# Lonnie Mabry - Building Calls?



## gregg (Jan 16, 2015)

I've called Lonnie a few times this month and there has been no answer, just wondering if anyone else has talked to him. Is he building calls this year, I want to stop by if he is.


----------



## rem 300 (Jan 16, 2015)

I had a good long chat with him at the ga state show he is still making calls I have to plan a trip myself to grab a few.


----------



## gregg (Jan 16, 2015)

Oh good, guess I have been missing him at home.


----------



## gregg (Jan 18, 2015)

Just an FYI....I stopped by and visited with Lonnie yesterday, he has plenty of calls of all kinds to try out. I picked up 3 pots.....2 slate walnut with wood soundboards, 1 slate hackberry with wood soundboard and an assortment of strikers(he has 100's of strikers to try). I played these pots vs some Halloran pots I have and for me these are so much better, just more realistic, but I don't like the popular high-pitched screeching pots so take it fwiw.


----------



## rem 300 (Jan 18, 2015)

gregg said:


> Just an FYI....I stopped by and visited with Lonnie yesterday, he has plenty of calls of all kinds to try out. I picked up 3 pots.....2 slate walnut with wood soundboards, 1 slate hackberry with wood soundboard and an assortment of strikers(he has 100's of strikers to try). I played these pots vs some Halloran pots I have and for me these are so much better, just more realistic, but I don't like the popular high-pitched screeching pots so take it fwiw.



Hard to beat his pot calls sound and PRICE. The fellowship is worth the trip if nothing else but I promise you will not leave without a call or few lol


----------



## gregg (Jan 18, 2015)

- **Set problem a**: Quote the entries word for word, from their first line through the line holding "Target: large red sand dune", inclusive.
The forum thread and the entries after it come from unrelated sources.

- **Dataset rows**:
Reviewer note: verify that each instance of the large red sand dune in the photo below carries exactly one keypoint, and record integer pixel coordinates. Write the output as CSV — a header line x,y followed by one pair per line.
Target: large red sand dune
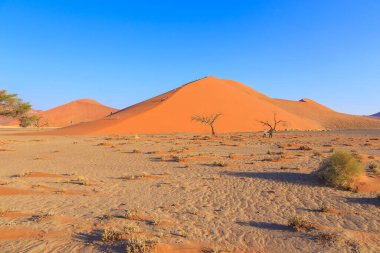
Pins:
x,y
75,112
241,108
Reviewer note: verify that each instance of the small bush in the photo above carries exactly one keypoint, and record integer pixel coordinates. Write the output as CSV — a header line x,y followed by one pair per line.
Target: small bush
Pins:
x,y
137,245
110,235
219,164
340,170
298,223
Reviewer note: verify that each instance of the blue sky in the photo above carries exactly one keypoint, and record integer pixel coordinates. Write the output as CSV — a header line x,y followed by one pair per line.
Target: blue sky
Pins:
x,y
122,52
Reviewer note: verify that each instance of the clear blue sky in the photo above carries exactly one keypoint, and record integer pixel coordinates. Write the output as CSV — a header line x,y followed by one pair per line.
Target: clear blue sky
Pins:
x,y
122,52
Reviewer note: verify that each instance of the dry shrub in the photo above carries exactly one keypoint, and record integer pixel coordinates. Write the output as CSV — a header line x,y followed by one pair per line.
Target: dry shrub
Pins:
x,y
340,169
138,245
299,223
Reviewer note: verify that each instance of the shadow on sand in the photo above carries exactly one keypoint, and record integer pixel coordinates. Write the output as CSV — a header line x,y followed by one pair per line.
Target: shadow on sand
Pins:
x,y
285,177
264,225
366,201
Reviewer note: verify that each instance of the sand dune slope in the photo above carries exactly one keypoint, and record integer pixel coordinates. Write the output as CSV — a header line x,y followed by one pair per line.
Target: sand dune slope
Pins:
x,y
82,110
241,108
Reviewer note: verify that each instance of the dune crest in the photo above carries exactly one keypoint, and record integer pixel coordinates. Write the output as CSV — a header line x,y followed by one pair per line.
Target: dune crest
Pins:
x,y
241,106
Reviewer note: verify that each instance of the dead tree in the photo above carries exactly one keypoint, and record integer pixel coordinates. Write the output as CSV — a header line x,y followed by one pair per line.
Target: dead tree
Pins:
x,y
207,120
274,124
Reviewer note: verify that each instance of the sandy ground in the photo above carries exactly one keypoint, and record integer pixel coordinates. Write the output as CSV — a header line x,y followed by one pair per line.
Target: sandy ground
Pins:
x,y
232,193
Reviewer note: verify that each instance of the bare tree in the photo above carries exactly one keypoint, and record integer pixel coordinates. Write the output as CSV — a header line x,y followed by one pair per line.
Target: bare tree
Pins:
x,y
207,120
274,124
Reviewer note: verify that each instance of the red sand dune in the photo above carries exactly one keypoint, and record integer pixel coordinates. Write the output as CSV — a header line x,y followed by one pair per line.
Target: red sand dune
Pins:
x,y
7,121
242,107
75,112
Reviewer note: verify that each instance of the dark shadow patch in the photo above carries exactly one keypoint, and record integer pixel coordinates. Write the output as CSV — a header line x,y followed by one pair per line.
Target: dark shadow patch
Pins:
x,y
264,225
365,201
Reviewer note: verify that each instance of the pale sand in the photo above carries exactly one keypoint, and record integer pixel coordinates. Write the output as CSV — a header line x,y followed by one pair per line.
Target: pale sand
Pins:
x,y
242,206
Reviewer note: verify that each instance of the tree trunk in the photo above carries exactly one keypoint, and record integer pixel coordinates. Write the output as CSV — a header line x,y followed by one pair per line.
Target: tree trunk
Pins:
x,y
212,130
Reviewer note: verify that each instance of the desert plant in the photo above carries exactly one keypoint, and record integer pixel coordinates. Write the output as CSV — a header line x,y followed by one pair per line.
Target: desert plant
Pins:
x,y
156,222
128,214
111,234
138,245
132,228
304,148
219,164
207,120
275,123
298,223
12,106
340,169
374,167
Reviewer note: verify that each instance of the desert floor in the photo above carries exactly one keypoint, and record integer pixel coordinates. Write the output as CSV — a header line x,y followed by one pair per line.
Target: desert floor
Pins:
x,y
233,192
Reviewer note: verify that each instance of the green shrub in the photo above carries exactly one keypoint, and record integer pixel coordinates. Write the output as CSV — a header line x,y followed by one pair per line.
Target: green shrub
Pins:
x,y
340,169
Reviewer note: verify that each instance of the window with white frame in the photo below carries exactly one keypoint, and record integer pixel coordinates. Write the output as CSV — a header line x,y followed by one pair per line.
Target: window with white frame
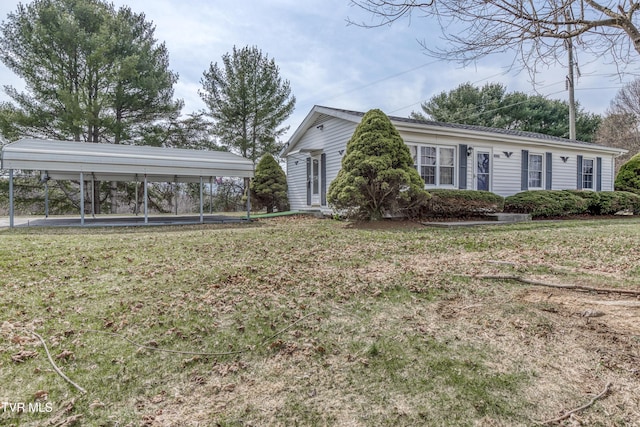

- **Set problem b**: Print the part of the forum thread between "# Lonnie Mabry" and "by if he is.", inclusive, without changing a word.

- **Exercise solution a**:
Reviewer note: verify that each instance of the large red sand dune in the photo below carries exactly one keypoint, and record integer pixel coordinates. Write the output as CSV — a header line x,y followed by one pair per line.
Target: large red sand dune

- **Exercise solution b**:
# Lonnie Mabry - Building Calls?



## gregg (Jan 16, 2015)

I've called Lonnie a few times this month and there has been no answer, just wondering if anyone else has talked to him. Is he building calls this year, I want to stop by if he is.